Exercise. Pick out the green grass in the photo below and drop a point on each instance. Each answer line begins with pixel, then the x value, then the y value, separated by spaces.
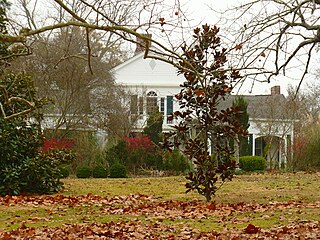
pixel 258 188
pixel 261 188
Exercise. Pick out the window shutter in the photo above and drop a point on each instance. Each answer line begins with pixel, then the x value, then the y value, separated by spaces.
pixel 169 105
pixel 134 104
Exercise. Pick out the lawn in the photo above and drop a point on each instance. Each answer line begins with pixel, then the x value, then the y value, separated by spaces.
pixel 259 206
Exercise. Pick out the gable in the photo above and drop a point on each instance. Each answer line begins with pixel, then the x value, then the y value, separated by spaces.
pixel 138 71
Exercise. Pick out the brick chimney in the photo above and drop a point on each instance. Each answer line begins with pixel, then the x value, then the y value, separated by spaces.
pixel 275 90
pixel 141 43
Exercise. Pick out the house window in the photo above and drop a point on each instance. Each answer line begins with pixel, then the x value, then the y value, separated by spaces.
pixel 134 104
pixel 260 145
pixel 162 105
pixel 140 106
pixel 169 107
pixel 152 102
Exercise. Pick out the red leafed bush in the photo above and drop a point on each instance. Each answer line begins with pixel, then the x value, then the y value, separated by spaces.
pixel 139 142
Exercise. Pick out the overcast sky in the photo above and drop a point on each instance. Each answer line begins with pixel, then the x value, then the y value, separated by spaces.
pixel 202 12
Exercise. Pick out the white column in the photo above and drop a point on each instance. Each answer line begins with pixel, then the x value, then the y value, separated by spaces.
pixel 253 144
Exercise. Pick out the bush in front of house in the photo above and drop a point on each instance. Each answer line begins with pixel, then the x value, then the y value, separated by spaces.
pixel 100 171
pixel 84 172
pixel 64 170
pixel 118 170
pixel 252 163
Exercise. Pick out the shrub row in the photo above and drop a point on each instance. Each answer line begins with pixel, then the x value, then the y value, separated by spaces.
pixel 150 158
pixel 252 163
pixel 117 170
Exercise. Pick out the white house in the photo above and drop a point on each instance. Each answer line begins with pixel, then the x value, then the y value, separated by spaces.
pixel 152 84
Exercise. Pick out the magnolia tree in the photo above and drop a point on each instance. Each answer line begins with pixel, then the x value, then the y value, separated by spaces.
pixel 209 76
pixel 207 83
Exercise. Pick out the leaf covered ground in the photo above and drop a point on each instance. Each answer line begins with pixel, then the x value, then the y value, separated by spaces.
pixel 272 209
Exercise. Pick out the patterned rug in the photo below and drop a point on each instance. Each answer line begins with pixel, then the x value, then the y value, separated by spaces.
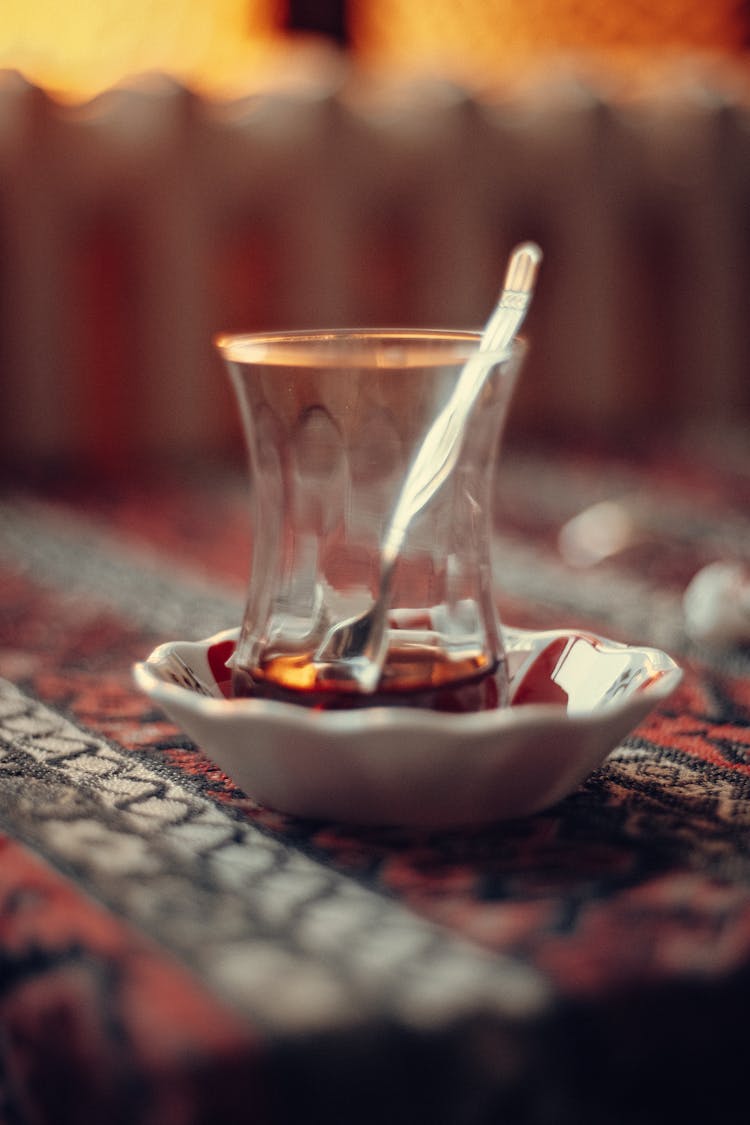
pixel 172 952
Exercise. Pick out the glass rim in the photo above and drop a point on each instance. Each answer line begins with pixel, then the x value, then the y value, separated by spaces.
pixel 253 347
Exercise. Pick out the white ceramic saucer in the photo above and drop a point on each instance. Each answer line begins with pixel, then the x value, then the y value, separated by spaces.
pixel 574 699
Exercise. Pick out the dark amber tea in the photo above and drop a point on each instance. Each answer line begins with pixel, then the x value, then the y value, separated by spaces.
pixel 413 676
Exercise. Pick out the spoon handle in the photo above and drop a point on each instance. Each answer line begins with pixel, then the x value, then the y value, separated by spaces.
pixel 439 452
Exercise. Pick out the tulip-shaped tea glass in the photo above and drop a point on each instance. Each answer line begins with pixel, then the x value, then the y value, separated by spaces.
pixel 332 422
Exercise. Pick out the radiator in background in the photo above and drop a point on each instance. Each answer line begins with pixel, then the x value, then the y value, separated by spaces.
pixel 134 227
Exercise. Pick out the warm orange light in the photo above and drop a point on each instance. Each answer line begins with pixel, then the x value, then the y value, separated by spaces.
pixel 480 38
pixel 81 47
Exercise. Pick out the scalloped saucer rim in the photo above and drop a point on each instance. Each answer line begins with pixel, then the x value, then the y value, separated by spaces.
pixel 452 771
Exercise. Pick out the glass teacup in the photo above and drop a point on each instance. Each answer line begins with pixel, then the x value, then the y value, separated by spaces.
pixel 332 422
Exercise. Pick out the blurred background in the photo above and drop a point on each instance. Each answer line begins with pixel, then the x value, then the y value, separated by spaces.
pixel 170 169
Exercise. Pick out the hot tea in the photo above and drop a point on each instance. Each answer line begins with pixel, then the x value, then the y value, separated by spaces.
pixel 419 676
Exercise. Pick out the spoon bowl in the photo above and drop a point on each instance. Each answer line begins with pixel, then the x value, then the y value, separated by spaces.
pixel 353 650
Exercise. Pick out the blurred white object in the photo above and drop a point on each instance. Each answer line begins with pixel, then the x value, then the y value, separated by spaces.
pixel 717 604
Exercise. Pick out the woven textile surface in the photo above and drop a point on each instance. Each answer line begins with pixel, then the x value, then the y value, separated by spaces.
pixel 172 952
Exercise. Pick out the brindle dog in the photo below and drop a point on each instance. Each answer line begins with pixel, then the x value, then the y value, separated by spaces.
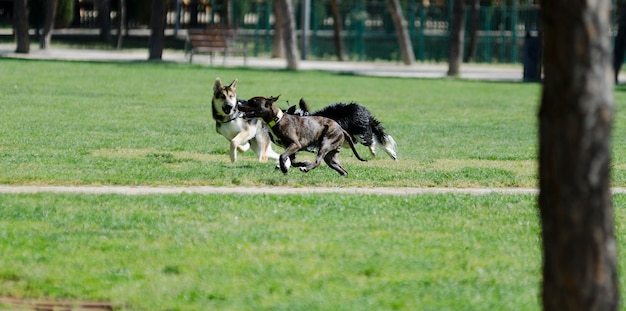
pixel 295 133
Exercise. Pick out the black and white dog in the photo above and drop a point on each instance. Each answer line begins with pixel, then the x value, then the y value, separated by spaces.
pixel 357 121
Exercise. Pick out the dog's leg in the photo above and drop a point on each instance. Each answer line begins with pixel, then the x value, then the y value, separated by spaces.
pixel 390 147
pixel 284 161
pixel 332 160
pixel 237 143
pixel 244 147
pixel 325 148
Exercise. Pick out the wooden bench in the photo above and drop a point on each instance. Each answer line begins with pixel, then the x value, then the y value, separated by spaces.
pixel 213 39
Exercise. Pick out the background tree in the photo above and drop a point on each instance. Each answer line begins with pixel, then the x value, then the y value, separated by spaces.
pixel 157 30
pixel 45 15
pixel 406 48
pixel 456 38
pixel 104 20
pixel 337 29
pixel 20 23
pixel 289 33
pixel 121 27
pixel 473 31
pixel 575 119
pixel 46 34
pixel 278 40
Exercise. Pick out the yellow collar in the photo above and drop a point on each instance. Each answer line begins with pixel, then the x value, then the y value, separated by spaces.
pixel 276 119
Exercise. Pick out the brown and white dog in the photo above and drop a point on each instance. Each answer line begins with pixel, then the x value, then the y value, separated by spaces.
pixel 241 133
pixel 295 133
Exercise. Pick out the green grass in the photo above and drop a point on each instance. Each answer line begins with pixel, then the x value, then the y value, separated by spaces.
pixel 65 123
pixel 266 252
pixel 150 124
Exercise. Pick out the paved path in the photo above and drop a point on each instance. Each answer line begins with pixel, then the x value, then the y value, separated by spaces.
pixel 147 190
pixel 143 190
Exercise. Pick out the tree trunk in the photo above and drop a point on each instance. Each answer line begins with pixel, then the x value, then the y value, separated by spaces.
pixel 51 9
pixel 278 44
pixel 575 119
pixel 456 38
pixel 20 21
pixel 104 19
pixel 193 13
pixel 474 21
pixel 337 29
pixel 157 30
pixel 122 26
pixel 289 31
pixel 620 44
pixel 406 48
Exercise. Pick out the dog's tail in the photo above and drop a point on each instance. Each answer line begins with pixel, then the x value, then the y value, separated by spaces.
pixel 347 137
pixel 383 138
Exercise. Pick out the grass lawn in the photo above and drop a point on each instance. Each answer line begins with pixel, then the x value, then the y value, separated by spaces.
pixel 244 252
pixel 145 124
pixel 65 123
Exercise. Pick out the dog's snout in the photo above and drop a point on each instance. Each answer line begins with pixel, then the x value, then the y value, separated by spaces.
pixel 241 102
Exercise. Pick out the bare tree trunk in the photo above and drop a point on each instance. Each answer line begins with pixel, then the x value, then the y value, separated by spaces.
pixel 337 29
pixel 278 44
pixel 620 44
pixel 474 21
pixel 51 9
pixel 104 19
pixel 20 21
pixel 575 119
pixel 122 26
pixel 193 13
pixel 406 48
pixel 456 38
pixel 157 27
pixel 289 31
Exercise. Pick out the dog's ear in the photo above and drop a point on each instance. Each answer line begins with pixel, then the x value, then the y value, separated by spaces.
pixel 271 100
pixel 303 105
pixel 233 85
pixel 218 85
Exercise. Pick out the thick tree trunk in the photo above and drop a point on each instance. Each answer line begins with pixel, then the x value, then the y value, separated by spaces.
pixel 575 119
pixel 20 21
pixel 337 29
pixel 157 30
pixel 620 44
pixel 51 9
pixel 406 48
pixel 456 38
pixel 289 31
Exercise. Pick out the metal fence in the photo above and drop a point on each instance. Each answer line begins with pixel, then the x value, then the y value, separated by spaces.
pixel 368 30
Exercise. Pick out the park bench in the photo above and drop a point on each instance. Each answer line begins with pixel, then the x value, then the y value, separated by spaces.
pixel 213 39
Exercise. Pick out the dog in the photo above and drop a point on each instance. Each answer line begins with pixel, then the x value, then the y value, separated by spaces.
pixel 241 133
pixel 296 133
pixel 357 121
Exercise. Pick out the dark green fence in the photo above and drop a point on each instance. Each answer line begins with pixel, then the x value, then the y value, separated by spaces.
pixel 369 33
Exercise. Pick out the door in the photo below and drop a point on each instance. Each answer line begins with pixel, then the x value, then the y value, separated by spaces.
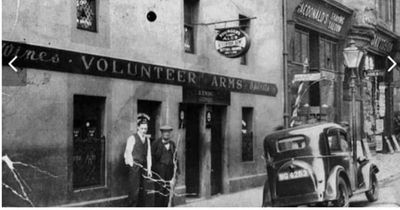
pixel 150 110
pixel 192 173
pixel 216 149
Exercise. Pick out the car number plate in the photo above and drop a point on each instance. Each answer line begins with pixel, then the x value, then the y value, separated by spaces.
pixel 293 175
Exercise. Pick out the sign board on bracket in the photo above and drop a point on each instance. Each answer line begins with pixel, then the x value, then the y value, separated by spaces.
pixel 232 42
pixel 375 73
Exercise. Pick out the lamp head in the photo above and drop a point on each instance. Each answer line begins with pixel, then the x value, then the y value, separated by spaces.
pixel 352 55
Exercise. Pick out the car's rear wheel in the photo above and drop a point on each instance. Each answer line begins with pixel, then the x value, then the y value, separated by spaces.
pixel 373 193
pixel 343 195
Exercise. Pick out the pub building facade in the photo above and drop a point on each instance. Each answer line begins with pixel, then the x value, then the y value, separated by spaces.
pixel 87 70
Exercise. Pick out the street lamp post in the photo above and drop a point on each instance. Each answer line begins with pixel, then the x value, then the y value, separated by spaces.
pixel 352 57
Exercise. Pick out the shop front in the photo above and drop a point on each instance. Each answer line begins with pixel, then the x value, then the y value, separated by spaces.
pixel 316 35
pixel 375 94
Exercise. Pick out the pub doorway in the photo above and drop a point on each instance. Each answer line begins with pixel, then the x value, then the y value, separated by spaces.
pixel 152 111
pixel 192 136
pixel 217 139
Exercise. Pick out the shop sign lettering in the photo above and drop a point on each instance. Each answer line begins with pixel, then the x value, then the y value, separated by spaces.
pixel 382 43
pixel 232 42
pixel 36 57
pixel 322 15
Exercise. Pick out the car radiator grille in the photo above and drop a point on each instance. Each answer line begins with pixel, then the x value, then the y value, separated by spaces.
pixel 294 187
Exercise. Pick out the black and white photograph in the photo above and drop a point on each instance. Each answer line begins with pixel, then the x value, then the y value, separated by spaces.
pixel 200 103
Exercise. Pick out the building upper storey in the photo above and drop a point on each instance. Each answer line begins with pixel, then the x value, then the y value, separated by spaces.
pixel 176 33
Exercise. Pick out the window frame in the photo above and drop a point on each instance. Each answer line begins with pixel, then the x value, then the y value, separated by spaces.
pixel 188 23
pixel 333 46
pixel 249 133
pixel 80 26
pixel 102 130
pixel 299 44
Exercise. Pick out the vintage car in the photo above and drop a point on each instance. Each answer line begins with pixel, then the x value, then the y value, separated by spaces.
pixel 316 165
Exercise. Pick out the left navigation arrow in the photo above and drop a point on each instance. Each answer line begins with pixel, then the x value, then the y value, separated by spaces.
pixel 10 64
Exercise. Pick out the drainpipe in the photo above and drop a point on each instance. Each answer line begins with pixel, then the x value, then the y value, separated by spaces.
pixel 286 104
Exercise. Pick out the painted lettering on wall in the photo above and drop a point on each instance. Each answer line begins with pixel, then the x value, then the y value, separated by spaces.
pixel 323 15
pixel 36 57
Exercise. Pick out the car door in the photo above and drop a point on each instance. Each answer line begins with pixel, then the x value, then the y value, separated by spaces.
pixel 340 151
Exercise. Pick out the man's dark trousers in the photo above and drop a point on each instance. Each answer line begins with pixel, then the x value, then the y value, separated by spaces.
pixel 166 172
pixel 136 194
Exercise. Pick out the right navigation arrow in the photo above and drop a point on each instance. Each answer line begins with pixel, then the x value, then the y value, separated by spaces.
pixel 394 63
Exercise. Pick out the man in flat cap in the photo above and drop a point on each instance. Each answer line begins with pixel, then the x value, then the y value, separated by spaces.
pixel 163 150
pixel 138 158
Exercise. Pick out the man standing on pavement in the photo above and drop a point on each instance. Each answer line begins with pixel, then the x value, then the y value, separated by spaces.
pixel 138 158
pixel 163 150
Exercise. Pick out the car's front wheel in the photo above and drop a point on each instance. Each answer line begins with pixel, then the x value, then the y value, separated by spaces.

════════════════════

WHAT TO DO:
Please output the line that contains "Exercise. Pick out the painted" and every line after it in the entries above, exactly, and nothing more.

EXERCISE RESPONSE:
Exercise. Pick out the painted lettering on wall in the photo above and drop a point on each instance. Each answer line begins with pixel, then the x value, then the y value, separated by spaces.
pixel 323 15
pixel 36 57
Exercise. Pick out the car door in the photo above and drop a point on each instance. Each answer line begins with pixel, then the x value, then the y value, separated by spaces.
pixel 340 151
Exercise. Pick out the man's dark trousers in the photo above and drop a point on each instance. Each answer line begins with pixel, then the x value, then the y value, separated by spaces.
pixel 166 172
pixel 136 194
Exercise. Pick out the right navigation arrow in the photo above and drop a point on each instance. Each answer line begins with pixel, then the x value, then the y value, separated by spaces.
pixel 394 63
Exercise. Pick out the man in flat cap in the photo above and drop a point on each instance. Each answer line begins with pixel, then the x value, then the y value, separated by spaces.
pixel 163 150
pixel 138 158
Exercise. Pick out the man standing on pavement in the photo above and drop a point on each instance. Each answer line begins with pixel, then the x value, then the y value, separated by spaces.
pixel 138 158
pixel 163 150
Exercise. Pick out the car's front wheel in the photo above and drop a point on each instance. Each answer line begins with pixel, then the x value, then the y value, separated by spaces.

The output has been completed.